• **Items from a dataset**:

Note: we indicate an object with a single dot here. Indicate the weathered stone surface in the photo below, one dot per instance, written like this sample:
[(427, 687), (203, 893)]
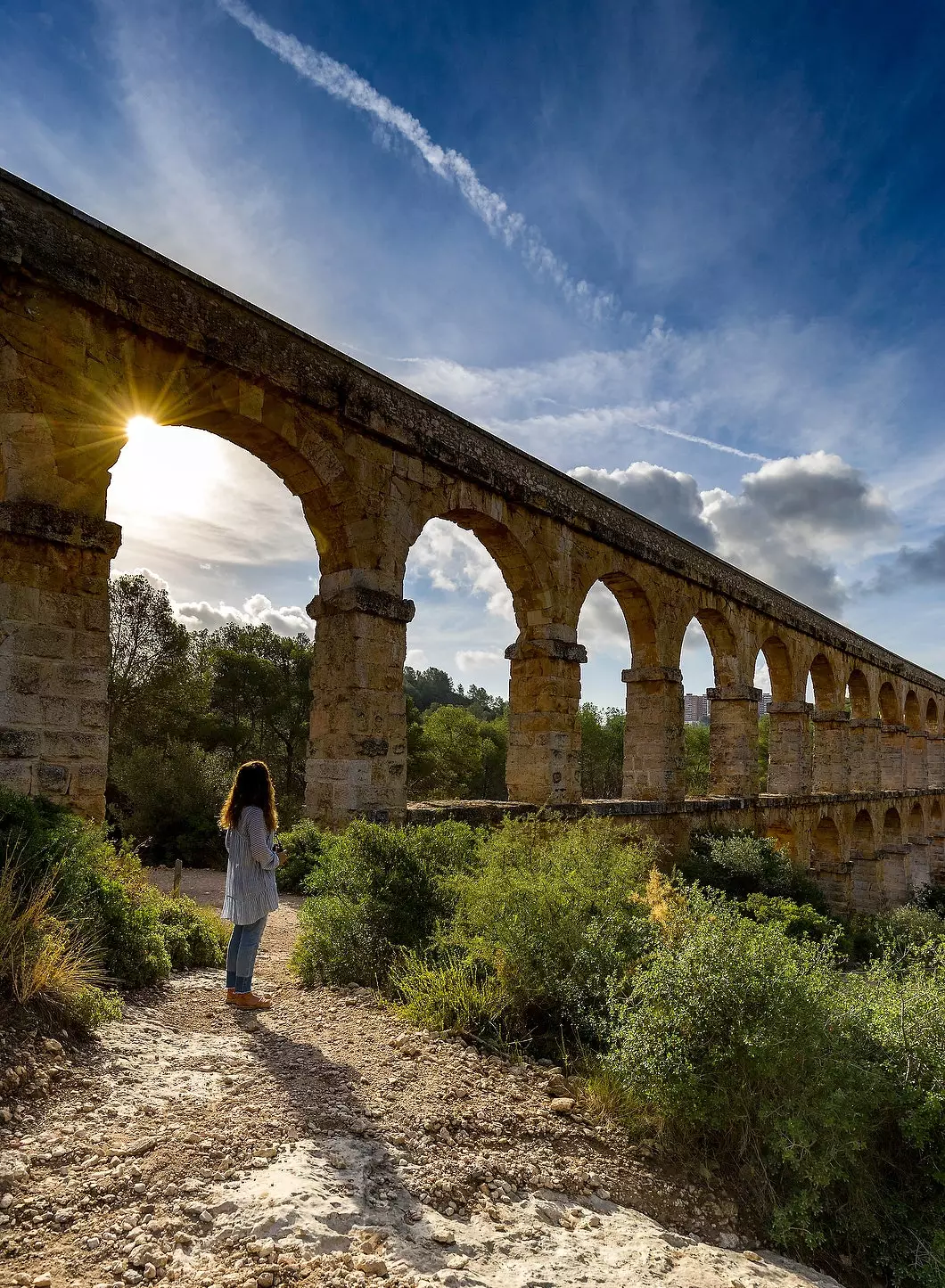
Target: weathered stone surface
[(94, 329)]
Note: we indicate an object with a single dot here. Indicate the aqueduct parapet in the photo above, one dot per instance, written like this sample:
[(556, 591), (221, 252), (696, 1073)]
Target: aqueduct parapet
[(95, 329)]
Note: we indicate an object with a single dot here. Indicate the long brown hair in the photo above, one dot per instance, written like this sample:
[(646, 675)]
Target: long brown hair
[(251, 786)]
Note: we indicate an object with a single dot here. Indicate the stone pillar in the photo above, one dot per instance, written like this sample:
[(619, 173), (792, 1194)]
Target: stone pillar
[(831, 764), (936, 858), (863, 743), (916, 759), (789, 749), (357, 764), (734, 741), (919, 865), (544, 763), (892, 758), (54, 653), (654, 751), (895, 868)]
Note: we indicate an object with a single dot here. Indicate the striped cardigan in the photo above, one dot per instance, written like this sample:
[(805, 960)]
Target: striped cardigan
[(251, 865)]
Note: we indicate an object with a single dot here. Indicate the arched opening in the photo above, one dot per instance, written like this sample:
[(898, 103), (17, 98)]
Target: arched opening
[(456, 674), (863, 835), (916, 824), (890, 709), (631, 711), (832, 874), (211, 644), (783, 724), (698, 670), (892, 751), (892, 827), (913, 715), (858, 696), (931, 718), (863, 853), (785, 837)]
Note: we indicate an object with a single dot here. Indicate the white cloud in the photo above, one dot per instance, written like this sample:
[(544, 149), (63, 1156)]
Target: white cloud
[(257, 611), (452, 559), (510, 227), (474, 659), (788, 526)]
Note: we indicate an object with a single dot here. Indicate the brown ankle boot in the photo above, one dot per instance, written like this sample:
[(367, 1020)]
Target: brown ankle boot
[(251, 1002)]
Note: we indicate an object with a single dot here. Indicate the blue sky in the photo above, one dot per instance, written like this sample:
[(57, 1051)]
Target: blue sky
[(751, 194)]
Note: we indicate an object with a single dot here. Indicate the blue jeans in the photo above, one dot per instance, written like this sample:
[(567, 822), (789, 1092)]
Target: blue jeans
[(241, 955)]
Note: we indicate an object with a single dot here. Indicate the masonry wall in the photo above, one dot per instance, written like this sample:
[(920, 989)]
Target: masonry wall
[(95, 329)]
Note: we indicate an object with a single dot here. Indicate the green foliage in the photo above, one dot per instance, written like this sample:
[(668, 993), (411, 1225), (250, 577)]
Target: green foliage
[(376, 890), (454, 995), (168, 798), (553, 911), (602, 752), (820, 1090), (697, 746), (94, 916), (301, 851), (797, 920), (743, 863)]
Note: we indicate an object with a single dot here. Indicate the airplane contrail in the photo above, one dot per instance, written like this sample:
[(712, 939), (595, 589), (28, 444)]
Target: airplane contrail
[(342, 83)]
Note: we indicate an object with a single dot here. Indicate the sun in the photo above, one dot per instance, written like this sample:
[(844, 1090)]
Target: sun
[(139, 425)]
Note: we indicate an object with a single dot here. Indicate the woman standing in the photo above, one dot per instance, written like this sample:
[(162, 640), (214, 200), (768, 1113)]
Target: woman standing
[(250, 818)]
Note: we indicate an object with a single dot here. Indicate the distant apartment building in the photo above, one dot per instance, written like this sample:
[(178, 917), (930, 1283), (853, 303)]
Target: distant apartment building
[(695, 709)]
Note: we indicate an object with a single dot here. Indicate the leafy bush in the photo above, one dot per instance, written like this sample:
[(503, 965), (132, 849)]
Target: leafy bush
[(554, 911), (301, 851), (374, 891), (743, 863), (797, 920), (76, 912), (456, 995), (822, 1090)]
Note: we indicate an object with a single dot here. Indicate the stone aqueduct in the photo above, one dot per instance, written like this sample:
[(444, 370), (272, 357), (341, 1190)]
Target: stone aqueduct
[(95, 329)]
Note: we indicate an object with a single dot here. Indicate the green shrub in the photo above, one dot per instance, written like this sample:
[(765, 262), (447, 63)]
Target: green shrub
[(374, 891), (822, 1091), (743, 863), (455, 995), (797, 920), (554, 911), (301, 851)]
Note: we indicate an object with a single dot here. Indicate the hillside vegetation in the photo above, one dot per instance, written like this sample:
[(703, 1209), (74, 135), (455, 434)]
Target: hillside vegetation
[(719, 1012)]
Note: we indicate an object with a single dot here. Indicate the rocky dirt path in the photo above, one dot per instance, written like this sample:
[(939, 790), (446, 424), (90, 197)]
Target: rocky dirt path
[(324, 1143)]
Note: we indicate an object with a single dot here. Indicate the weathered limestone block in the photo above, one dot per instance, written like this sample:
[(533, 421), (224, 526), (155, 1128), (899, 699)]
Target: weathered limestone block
[(919, 868), (916, 759), (895, 866), (54, 653), (544, 761), (831, 764), (357, 764), (892, 756), (734, 741), (654, 754), (789, 749), (863, 742)]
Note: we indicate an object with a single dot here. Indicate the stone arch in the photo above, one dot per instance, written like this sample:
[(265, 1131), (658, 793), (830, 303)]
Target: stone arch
[(933, 718), (785, 837), (779, 668), (824, 680), (863, 836), (913, 715), (890, 708), (892, 827), (916, 825), (860, 701)]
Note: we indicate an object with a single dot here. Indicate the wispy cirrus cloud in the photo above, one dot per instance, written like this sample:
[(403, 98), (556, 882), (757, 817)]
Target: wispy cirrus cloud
[(509, 226)]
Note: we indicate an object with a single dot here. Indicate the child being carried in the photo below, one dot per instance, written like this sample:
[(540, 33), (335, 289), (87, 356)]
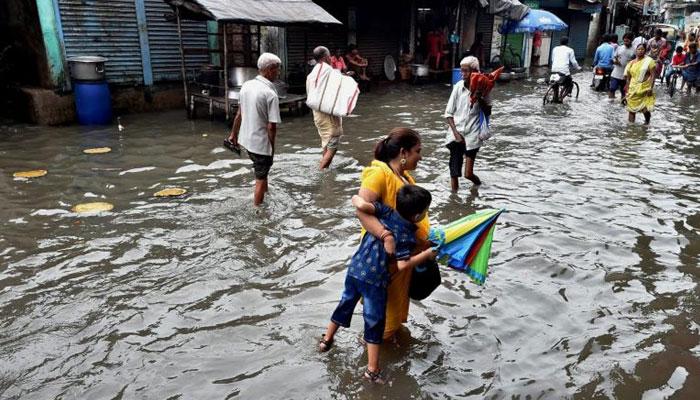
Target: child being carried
[(368, 272)]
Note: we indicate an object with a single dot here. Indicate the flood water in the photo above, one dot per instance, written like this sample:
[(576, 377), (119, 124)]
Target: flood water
[(593, 287)]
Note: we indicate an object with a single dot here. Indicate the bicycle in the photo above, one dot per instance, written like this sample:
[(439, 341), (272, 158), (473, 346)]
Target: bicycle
[(557, 91)]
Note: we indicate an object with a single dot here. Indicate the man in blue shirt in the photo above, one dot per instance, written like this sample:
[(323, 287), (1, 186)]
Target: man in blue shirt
[(603, 59)]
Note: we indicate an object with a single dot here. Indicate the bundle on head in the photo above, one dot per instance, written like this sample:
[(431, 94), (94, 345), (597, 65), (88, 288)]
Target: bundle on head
[(482, 84)]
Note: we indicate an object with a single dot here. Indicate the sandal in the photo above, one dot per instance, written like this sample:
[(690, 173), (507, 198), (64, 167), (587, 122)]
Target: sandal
[(324, 345), (375, 377), (233, 147)]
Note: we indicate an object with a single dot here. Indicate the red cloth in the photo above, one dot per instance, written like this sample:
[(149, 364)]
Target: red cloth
[(338, 63), (482, 83), (678, 59)]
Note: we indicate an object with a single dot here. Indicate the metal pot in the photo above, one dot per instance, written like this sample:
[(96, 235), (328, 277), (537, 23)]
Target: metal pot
[(238, 75), (419, 70), (87, 68)]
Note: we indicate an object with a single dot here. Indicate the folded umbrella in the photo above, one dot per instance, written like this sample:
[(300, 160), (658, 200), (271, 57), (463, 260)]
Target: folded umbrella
[(465, 244)]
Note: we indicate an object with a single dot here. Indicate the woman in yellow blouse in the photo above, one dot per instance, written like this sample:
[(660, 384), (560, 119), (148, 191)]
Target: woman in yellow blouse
[(394, 156), (640, 85)]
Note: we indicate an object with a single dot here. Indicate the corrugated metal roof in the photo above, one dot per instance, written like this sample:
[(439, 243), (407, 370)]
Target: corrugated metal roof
[(259, 12)]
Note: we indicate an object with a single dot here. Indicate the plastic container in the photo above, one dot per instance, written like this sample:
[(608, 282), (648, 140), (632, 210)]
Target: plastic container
[(456, 75), (93, 103)]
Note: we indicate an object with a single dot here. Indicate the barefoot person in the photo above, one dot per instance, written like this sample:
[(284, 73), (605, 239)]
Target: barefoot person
[(255, 125), (368, 273), (639, 74), (463, 120), (394, 157), (329, 127)]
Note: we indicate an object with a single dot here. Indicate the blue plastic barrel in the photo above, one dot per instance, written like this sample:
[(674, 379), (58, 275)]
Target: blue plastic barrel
[(93, 103), (456, 75)]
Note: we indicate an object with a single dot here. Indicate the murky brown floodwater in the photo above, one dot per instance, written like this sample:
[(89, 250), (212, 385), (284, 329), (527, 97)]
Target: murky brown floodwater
[(593, 291)]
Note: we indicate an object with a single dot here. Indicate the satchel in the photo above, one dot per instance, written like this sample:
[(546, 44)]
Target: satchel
[(425, 279)]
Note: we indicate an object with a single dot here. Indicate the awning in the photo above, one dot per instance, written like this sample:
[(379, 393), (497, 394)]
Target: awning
[(259, 12)]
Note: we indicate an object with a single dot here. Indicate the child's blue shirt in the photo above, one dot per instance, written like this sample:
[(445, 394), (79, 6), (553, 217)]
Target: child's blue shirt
[(370, 262)]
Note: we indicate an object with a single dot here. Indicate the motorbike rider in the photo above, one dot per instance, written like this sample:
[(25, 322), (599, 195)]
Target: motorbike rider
[(563, 59)]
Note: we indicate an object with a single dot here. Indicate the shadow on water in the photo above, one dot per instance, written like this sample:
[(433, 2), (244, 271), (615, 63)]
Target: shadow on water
[(593, 290)]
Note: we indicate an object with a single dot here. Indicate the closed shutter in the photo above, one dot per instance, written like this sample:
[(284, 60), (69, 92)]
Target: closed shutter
[(104, 28), (378, 35), (164, 43), (484, 25), (331, 37), (578, 33), (301, 42)]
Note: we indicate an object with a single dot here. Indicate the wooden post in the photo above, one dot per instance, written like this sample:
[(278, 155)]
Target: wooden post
[(226, 71), (182, 60)]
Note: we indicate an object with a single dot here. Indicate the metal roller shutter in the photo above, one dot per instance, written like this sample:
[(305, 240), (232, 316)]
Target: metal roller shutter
[(104, 28), (378, 35), (164, 42), (484, 25), (578, 33)]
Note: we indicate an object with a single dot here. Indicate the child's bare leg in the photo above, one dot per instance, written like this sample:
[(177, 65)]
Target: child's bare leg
[(373, 357), (327, 341)]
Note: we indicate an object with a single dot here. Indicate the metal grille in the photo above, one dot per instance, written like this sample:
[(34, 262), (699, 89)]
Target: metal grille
[(163, 41), (104, 28)]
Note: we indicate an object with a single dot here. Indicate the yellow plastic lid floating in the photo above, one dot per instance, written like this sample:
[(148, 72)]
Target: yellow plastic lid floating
[(30, 174), (171, 192), (97, 150), (93, 207)]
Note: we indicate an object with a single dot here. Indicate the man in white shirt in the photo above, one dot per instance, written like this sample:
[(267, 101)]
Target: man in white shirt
[(330, 128), (623, 55), (463, 119), (255, 125), (563, 59)]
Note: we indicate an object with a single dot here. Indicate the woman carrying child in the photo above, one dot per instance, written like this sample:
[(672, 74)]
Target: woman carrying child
[(394, 156)]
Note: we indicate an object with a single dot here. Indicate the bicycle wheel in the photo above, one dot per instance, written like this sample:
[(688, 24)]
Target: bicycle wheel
[(549, 95)]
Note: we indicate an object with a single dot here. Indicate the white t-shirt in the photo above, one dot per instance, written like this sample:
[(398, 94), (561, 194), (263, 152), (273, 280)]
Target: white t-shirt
[(562, 58), (624, 55), (259, 106), (465, 115)]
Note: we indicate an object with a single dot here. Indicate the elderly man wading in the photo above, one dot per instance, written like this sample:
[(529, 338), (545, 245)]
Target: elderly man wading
[(464, 120), (329, 127), (255, 125)]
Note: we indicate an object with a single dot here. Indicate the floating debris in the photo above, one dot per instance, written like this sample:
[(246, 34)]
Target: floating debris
[(92, 207), (97, 150), (171, 192), (30, 174)]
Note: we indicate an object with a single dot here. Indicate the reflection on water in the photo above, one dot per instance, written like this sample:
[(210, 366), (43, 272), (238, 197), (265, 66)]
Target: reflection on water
[(593, 291)]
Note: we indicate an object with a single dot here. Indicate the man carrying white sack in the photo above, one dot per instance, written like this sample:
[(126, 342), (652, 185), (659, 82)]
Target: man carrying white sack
[(329, 127)]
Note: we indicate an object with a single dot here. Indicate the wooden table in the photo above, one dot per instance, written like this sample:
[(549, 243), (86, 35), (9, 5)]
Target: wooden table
[(292, 103)]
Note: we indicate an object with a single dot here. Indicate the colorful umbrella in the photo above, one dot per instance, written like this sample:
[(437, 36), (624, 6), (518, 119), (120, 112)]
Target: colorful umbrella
[(535, 20), (465, 244)]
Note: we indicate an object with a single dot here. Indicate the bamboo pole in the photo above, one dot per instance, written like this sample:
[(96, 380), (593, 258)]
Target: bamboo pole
[(182, 60), (226, 71)]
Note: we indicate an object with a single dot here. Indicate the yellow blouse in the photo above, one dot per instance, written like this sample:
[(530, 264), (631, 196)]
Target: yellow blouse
[(381, 180)]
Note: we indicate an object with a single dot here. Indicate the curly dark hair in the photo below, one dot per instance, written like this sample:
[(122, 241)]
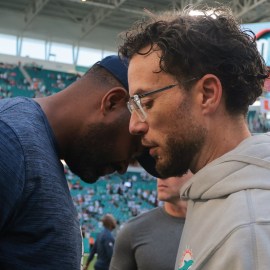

• **YOUR OBJECTIVE**:
Go through the records above, find every line with the word "below", and list those lines.

• **THE ANSWER**:
Note: we indicate an object with a single dot here. Indicate the weathered stone surface in the photo below, one dot per instance, written like this sample:
Note: we indicate an object with a single dot here. Indicate the child being carried in the photo below, one dot per instance, written like this sample:
Note: we indicate an object with a single dot here. Indicate the curly dark hair in the photo below, one dot per instance, written like this sample:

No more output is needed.